Document excerpt:
Doctor Who Caused Woman to Die During Botox Treatment Was Also Giving Expired Medication


If you’ve done any cosmetic procedure in the past, you’ll know that finding a good and reputable doctor is the most crucial part of the whole process.

And if you didn’t know that already, that’s something that you’ll definitely learn after reading this article.

After appearing in court due to his client passing away during Botox treatment, a doctor in Singapore is now facing multiple charges under the Health Products Act.

In particular, he has been found to have given clients expired medication. More recently, he was issued three more charges today (6 December). Two of the three pertain to expired medication he had with him.

Here’s everything you need to know.

Previous Charges for Patients’ Death

On 11 October this year, the doctor in question was charged in court for the first time.

Things to do:
**1)** Using only the article about the Singapore doctor charged after a patient died during Botox treatment, say whether each statement agrees with it: (a) The doctor was first charged in court on 6 December. (b) Two of the three charges issued on 6 December relate to expired medication. (c) The doctor works in Malaysia. Answer yes or no for each, and quote the words from the article that decide it.
**2)** Continue the article about the Singapore doctor charged after a patient died during Botox treatment, starting right after its last sentence.
The lines that come next aren't needed.

[Point location data]
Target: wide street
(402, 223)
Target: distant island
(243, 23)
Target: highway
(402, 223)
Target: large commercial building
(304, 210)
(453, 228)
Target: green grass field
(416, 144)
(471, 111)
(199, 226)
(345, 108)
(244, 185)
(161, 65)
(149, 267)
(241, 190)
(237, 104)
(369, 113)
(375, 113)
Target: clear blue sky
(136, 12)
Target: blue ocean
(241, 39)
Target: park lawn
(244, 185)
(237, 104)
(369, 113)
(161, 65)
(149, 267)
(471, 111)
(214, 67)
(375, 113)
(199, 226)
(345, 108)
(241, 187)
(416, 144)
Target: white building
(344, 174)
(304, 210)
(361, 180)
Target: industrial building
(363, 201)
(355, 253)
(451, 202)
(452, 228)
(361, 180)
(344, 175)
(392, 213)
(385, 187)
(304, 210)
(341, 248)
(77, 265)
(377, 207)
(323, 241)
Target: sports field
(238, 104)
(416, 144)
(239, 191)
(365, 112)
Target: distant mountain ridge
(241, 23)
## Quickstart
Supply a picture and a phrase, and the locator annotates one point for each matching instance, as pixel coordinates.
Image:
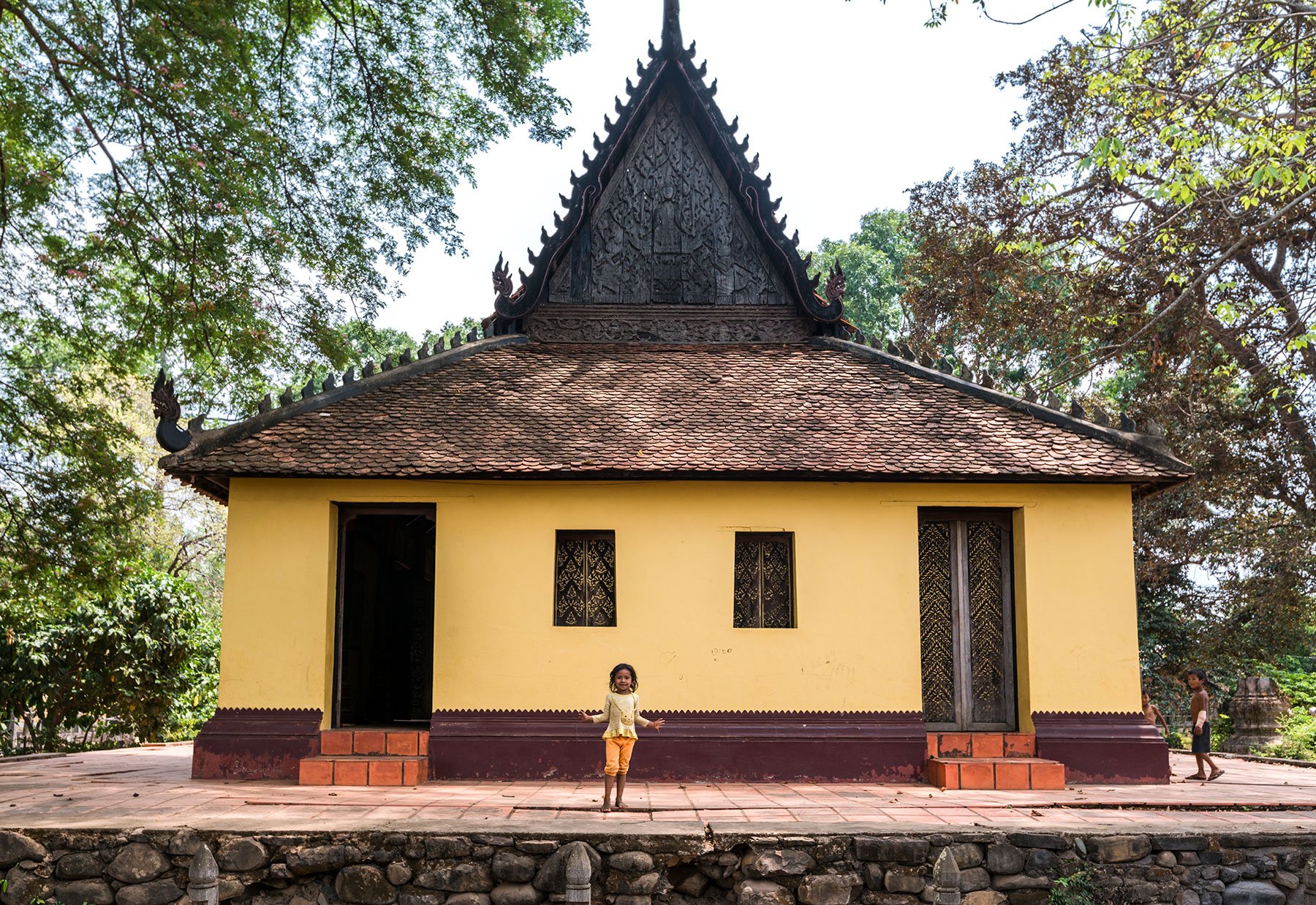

Task responses:
**1)**
(a) No: "On 11 October this year, the doctor in question was charged in court for the first time."
(b) Yes: "Two of the three pertain to expired medication he had with him."
(c) No: "a doctor in Singapore is now facing multiple charges under the Health Products Act."

**2)**
The doctor, 34-year-old Chan Bingyi, was charged due to negligence while offering Botox procedures. He had apparently given his client, Ms Lau Li Ting, ethylenediaminetetraacetic acid (EDTA) intravenously when it was not necessary.

EDTA, a medication that can treat heavy metal toxicity, is also found in many skin and body care products.

He did so on 8 March 2019, and Ms Lau passed away soon after that.

Ms Lau’s Death

After EDTA was administered to Ms Lau, 31, she developed EDTA toxicity. This caused her to go into cardiac arrest and eventually pass away.

Based on court documents, Chan had apparently given the EDTA to Ms Lau “at too high a concentration and too quickly” via intravenous methods.

This caused her to go into EDTA toxicity and then life support.

She then passed away on 13 March, five days after her procedure, after doctors declared that her heart had stopped beating and that a minimal amount of activity was found in her brain.

After her death, her family decided to file both a police report and a report with the Ministry of Health, prompting investigations.

EDTA Should Not Have Even been Administered by Chan Intravenously

And even if administering the EDTA too fast was a “mistake”, it seems like Chan’s decision to do so wasn’t.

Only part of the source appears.